Count the lines in the records below that contain the string "pillow". Reply with the number alone.

··· SUPPLIED ENTRIES ···

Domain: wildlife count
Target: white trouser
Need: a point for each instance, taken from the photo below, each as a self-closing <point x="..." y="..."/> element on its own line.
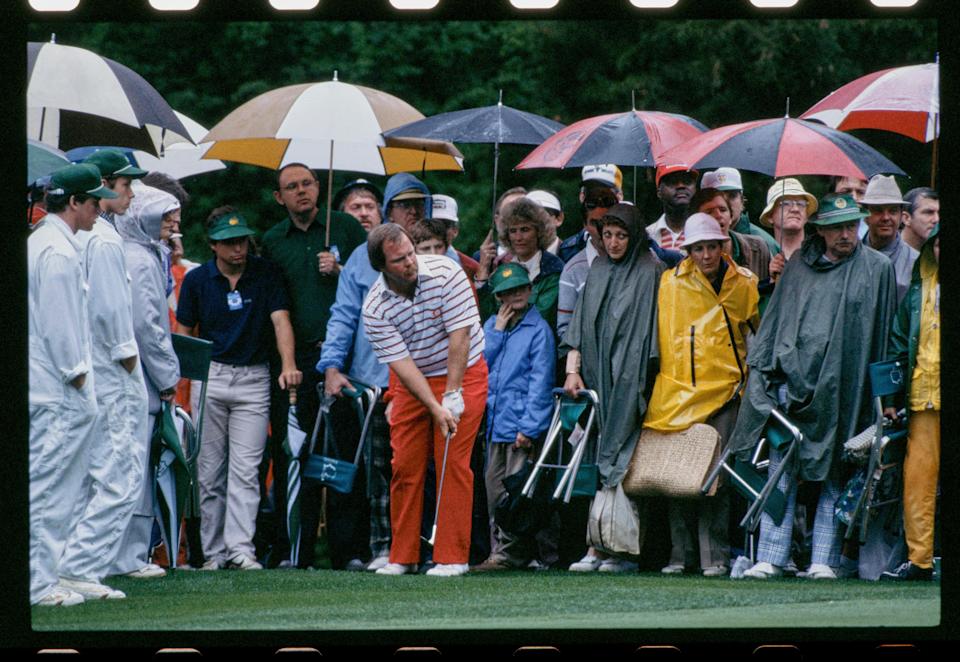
<point x="116" y="474"/>
<point x="234" y="436"/>
<point x="60" y="438"/>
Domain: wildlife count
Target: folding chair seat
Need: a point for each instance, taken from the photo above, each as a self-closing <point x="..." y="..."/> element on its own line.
<point x="577" y="466"/>
<point x="888" y="448"/>
<point x="751" y="479"/>
<point x="194" y="355"/>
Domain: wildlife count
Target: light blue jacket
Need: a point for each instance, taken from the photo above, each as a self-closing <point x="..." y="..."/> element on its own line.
<point x="346" y="340"/>
<point x="521" y="364"/>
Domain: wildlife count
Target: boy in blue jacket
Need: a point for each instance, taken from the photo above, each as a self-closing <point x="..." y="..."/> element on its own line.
<point x="520" y="353"/>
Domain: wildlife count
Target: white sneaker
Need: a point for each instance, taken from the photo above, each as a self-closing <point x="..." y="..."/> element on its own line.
<point x="588" y="563"/>
<point x="378" y="563"/>
<point x="820" y="571"/>
<point x="617" y="565"/>
<point x="149" y="571"/>
<point x="763" y="570"/>
<point x="92" y="590"/>
<point x="715" y="571"/>
<point x="448" y="569"/>
<point x="60" y="597"/>
<point x="397" y="569"/>
<point x="243" y="562"/>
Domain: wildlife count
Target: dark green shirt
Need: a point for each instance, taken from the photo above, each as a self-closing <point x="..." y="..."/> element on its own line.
<point x="294" y="251"/>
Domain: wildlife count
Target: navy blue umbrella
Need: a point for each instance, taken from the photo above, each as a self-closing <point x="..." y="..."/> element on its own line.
<point x="497" y="124"/>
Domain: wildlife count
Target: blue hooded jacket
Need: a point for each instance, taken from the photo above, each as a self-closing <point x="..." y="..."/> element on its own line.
<point x="521" y="364"/>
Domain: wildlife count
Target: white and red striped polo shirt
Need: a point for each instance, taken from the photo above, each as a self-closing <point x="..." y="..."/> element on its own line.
<point x="398" y="327"/>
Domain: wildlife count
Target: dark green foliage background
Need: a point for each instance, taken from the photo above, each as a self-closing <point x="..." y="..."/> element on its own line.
<point x="720" y="72"/>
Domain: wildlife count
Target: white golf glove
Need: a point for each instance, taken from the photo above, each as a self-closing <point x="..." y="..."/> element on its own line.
<point x="453" y="402"/>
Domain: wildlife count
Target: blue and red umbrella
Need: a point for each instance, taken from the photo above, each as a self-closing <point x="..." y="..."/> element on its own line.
<point x="783" y="147"/>
<point x="635" y="138"/>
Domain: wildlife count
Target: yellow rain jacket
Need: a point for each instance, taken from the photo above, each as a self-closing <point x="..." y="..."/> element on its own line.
<point x="703" y="353"/>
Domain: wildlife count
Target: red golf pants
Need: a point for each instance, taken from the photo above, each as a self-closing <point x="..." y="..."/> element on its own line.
<point x="412" y="437"/>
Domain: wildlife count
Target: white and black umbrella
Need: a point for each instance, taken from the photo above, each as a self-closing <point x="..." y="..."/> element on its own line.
<point x="77" y="98"/>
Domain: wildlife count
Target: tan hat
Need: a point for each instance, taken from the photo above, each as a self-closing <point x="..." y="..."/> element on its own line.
<point x="783" y="188"/>
<point x="701" y="227"/>
<point x="882" y="190"/>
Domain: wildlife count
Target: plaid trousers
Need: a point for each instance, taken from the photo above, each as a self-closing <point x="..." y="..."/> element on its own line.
<point x="377" y="454"/>
<point x="774" y="544"/>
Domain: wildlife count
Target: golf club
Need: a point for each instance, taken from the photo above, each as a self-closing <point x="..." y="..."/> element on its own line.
<point x="436" y="508"/>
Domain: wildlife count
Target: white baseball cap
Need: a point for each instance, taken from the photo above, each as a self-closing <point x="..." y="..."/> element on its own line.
<point x="701" y="227"/>
<point x="445" y="208"/>
<point x="545" y="199"/>
<point x="723" y="179"/>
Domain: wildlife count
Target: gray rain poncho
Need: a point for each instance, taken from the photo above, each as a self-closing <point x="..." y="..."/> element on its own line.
<point x="825" y="324"/>
<point x="614" y="328"/>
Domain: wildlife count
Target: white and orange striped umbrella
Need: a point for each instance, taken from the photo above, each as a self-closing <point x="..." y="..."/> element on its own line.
<point x="329" y="126"/>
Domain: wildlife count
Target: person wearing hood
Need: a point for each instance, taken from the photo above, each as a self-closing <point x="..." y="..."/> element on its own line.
<point x="311" y="269"/>
<point x="916" y="334"/>
<point x="63" y="405"/>
<point x="707" y="305"/>
<point x="611" y="347"/>
<point x="152" y="217"/>
<point x="828" y="320"/>
<point x="116" y="464"/>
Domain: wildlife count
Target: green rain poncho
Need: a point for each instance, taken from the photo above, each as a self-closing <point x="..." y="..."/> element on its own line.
<point x="826" y="323"/>
<point x="614" y="328"/>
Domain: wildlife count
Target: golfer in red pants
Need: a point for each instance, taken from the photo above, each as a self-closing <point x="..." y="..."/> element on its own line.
<point x="421" y="319"/>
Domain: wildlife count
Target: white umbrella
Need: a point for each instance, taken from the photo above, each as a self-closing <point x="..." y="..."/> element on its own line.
<point x="179" y="158"/>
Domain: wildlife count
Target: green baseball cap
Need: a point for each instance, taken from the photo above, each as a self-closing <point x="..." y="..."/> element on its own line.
<point x="229" y="226"/>
<point x="835" y="209"/>
<point x="79" y="178"/>
<point x="509" y="276"/>
<point x="113" y="163"/>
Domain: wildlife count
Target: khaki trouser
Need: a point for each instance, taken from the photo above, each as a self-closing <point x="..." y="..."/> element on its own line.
<point x="921" y="468"/>
<point x="234" y="436"/>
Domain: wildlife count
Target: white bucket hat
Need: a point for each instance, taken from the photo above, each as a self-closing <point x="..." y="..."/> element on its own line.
<point x="701" y="227"/>
<point x="882" y="190"/>
<point x="445" y="208"/>
<point x="783" y="188"/>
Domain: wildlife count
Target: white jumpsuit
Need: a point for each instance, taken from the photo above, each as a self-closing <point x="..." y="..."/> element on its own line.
<point x="61" y="417"/>
<point x="140" y="229"/>
<point x="116" y="473"/>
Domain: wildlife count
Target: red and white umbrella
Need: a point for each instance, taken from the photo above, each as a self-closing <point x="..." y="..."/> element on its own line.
<point x="634" y="138"/>
<point x="904" y="100"/>
<point x="783" y="147"/>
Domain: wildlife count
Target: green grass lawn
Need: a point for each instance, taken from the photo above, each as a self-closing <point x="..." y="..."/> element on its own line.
<point x="338" y="600"/>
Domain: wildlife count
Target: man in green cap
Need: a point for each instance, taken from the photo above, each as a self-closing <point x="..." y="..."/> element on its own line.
<point x="116" y="471"/>
<point x="63" y="406"/>
<point x="827" y="321"/>
<point x="237" y="301"/>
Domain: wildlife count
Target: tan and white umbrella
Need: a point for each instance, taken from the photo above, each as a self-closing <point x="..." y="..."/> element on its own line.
<point x="329" y="126"/>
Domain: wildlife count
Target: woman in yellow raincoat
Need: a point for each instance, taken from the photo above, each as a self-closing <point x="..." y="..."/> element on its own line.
<point x="707" y="306"/>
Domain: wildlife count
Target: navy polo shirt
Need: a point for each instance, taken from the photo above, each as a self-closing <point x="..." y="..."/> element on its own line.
<point x="237" y="321"/>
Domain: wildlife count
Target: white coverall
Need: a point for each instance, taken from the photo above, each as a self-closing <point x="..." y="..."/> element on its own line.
<point x="140" y="229"/>
<point x="62" y="417"/>
<point x="116" y="472"/>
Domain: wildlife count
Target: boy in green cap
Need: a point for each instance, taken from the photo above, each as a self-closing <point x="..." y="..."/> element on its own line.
<point x="520" y="352"/>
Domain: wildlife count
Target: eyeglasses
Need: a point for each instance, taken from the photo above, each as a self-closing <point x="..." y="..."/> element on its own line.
<point x="786" y="204"/>
<point x="604" y="203"/>
<point x="410" y="204"/>
<point x="306" y="183"/>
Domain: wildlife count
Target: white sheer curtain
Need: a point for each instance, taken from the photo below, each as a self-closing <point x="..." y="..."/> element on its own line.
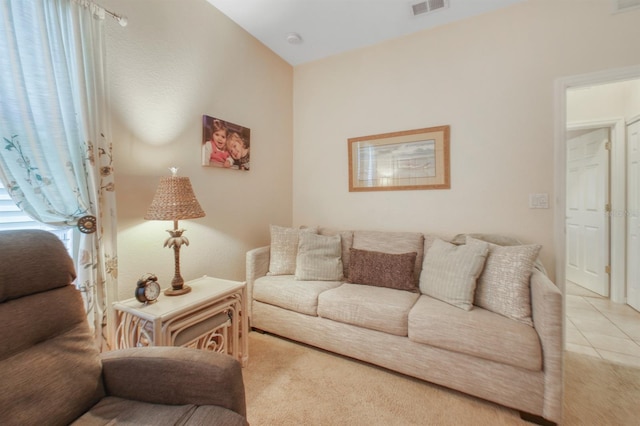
<point x="56" y="152"/>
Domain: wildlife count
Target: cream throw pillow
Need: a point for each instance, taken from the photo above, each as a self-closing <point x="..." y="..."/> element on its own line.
<point x="503" y="287"/>
<point x="284" y="249"/>
<point x="449" y="272"/>
<point x="319" y="257"/>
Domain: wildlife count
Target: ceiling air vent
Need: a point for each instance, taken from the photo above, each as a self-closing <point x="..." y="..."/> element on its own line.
<point x="625" y="5"/>
<point x="428" y="6"/>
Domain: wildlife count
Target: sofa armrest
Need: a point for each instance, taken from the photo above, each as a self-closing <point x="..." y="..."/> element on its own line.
<point x="547" y="312"/>
<point x="174" y="376"/>
<point x="257" y="266"/>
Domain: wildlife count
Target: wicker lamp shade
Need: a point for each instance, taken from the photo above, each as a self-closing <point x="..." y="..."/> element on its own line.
<point x="174" y="200"/>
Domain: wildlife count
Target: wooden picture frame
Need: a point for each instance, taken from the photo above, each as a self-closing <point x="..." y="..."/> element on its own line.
<point x="412" y="159"/>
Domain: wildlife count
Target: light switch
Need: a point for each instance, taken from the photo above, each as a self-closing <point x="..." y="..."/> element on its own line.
<point x="539" y="201"/>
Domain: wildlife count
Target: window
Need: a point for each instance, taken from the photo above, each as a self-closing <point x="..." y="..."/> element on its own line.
<point x="11" y="217"/>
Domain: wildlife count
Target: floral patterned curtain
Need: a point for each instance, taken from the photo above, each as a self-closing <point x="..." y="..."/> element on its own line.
<point x="55" y="151"/>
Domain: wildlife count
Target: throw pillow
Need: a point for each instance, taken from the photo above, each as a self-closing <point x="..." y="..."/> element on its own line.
<point x="382" y="269"/>
<point x="319" y="257"/>
<point x="503" y="287"/>
<point x="449" y="272"/>
<point x="284" y="249"/>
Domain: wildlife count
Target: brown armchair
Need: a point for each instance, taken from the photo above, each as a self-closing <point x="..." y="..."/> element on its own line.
<point x="51" y="371"/>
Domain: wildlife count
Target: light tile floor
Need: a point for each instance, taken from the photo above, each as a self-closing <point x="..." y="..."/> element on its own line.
<point x="598" y="327"/>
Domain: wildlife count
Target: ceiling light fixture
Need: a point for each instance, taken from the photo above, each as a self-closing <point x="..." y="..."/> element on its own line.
<point x="294" y="38"/>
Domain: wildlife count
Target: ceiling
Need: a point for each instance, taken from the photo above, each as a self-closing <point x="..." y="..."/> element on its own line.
<point x="329" y="27"/>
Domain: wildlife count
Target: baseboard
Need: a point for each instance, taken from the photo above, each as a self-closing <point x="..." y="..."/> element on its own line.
<point x="532" y="418"/>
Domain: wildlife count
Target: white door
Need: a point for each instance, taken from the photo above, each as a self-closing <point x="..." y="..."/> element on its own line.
<point x="633" y="213"/>
<point x="587" y="218"/>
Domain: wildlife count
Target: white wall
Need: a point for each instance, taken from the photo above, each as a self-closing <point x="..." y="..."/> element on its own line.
<point x="490" y="78"/>
<point x="604" y="101"/>
<point x="174" y="62"/>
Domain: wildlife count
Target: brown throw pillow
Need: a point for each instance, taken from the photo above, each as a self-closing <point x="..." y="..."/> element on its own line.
<point x="382" y="269"/>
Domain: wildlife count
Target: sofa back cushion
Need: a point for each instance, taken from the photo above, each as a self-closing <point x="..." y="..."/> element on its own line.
<point x="346" y="239"/>
<point x="319" y="257"/>
<point x="382" y="269"/>
<point x="450" y="272"/>
<point x="284" y="249"/>
<point x="394" y="243"/>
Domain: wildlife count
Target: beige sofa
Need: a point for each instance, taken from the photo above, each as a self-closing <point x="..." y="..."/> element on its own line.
<point x="425" y="332"/>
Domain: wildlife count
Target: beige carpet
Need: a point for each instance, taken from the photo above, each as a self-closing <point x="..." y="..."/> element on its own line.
<point x="293" y="384"/>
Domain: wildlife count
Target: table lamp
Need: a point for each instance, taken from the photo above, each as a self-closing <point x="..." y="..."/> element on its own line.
<point x="174" y="200"/>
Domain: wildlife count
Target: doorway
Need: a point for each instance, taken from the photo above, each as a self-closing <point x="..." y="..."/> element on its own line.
<point x="592" y="316"/>
<point x="587" y="209"/>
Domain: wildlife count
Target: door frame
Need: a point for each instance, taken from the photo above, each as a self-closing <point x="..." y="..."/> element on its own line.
<point x="617" y="196"/>
<point x="560" y="162"/>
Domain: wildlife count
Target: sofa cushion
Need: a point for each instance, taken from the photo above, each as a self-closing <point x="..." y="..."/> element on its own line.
<point x="477" y="332"/>
<point x="51" y="362"/>
<point x="319" y="257"/>
<point x="382" y="269"/>
<point x="501" y="240"/>
<point x="284" y="249"/>
<point x="377" y="308"/>
<point x="113" y="410"/>
<point x="503" y="287"/>
<point x="346" y="238"/>
<point x="392" y="242"/>
<point x="286" y="292"/>
<point x="449" y="272"/>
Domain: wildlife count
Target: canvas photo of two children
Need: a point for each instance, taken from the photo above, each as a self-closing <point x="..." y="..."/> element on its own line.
<point x="225" y="144"/>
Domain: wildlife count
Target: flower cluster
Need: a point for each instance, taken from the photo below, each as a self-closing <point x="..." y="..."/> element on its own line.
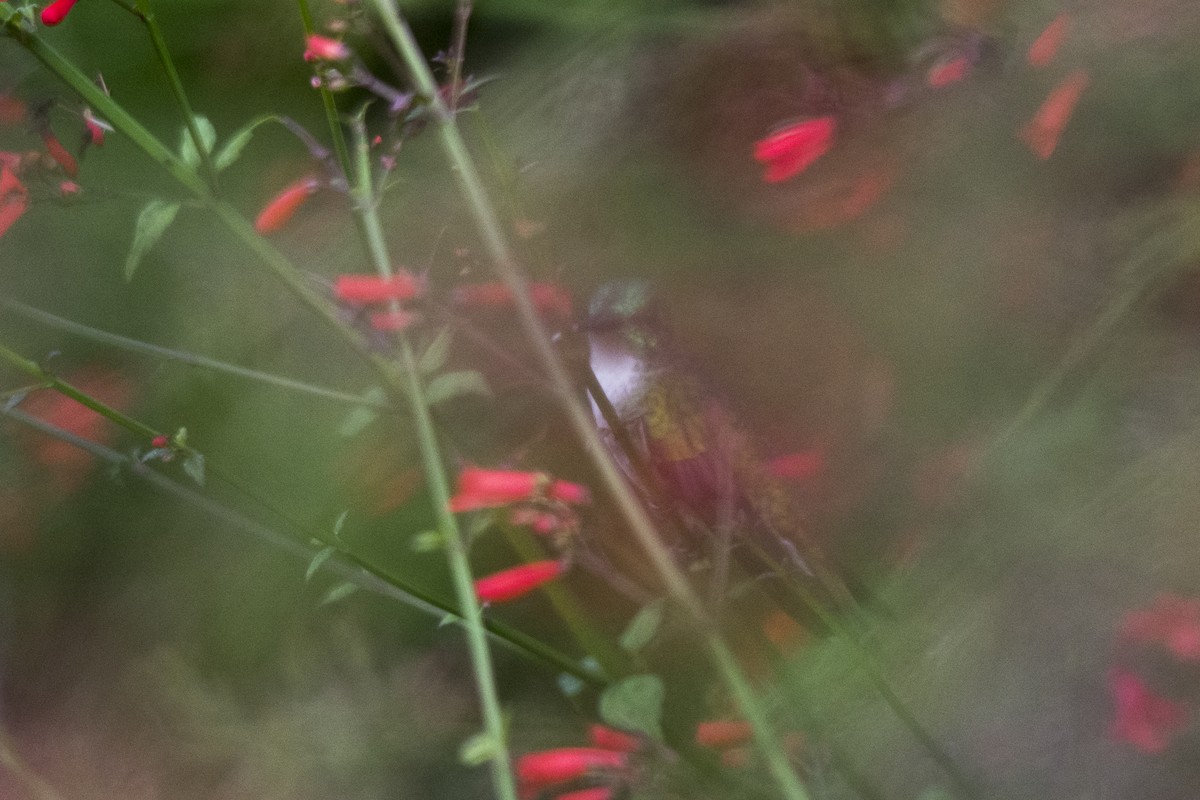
<point x="580" y="773"/>
<point x="1144" y="719"/>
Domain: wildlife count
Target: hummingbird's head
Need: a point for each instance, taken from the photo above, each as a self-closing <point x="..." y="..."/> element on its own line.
<point x="627" y="311"/>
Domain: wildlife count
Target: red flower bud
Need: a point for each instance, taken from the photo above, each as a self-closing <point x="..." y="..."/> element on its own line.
<point x="517" y="582"/>
<point x="551" y="767"/>
<point x="1043" y="131"/>
<point x="325" y="49"/>
<point x="1048" y="42"/>
<point x="13" y="198"/>
<point x="789" y="151"/>
<point x="723" y="733"/>
<point x="57" y="11"/>
<point x="487" y="488"/>
<point x="364" y="289"/>
<point x="283" y="205"/>
<point x="60" y="154"/>
<point x="601" y="735"/>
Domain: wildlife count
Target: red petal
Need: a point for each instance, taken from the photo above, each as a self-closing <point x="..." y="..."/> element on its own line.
<point x="517" y="582"/>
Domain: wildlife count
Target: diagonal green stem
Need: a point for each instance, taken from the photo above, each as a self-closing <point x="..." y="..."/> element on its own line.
<point x="366" y="208"/>
<point x="507" y="268"/>
<point x="177" y="88"/>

···

RESULT FOR THIS TASK: 3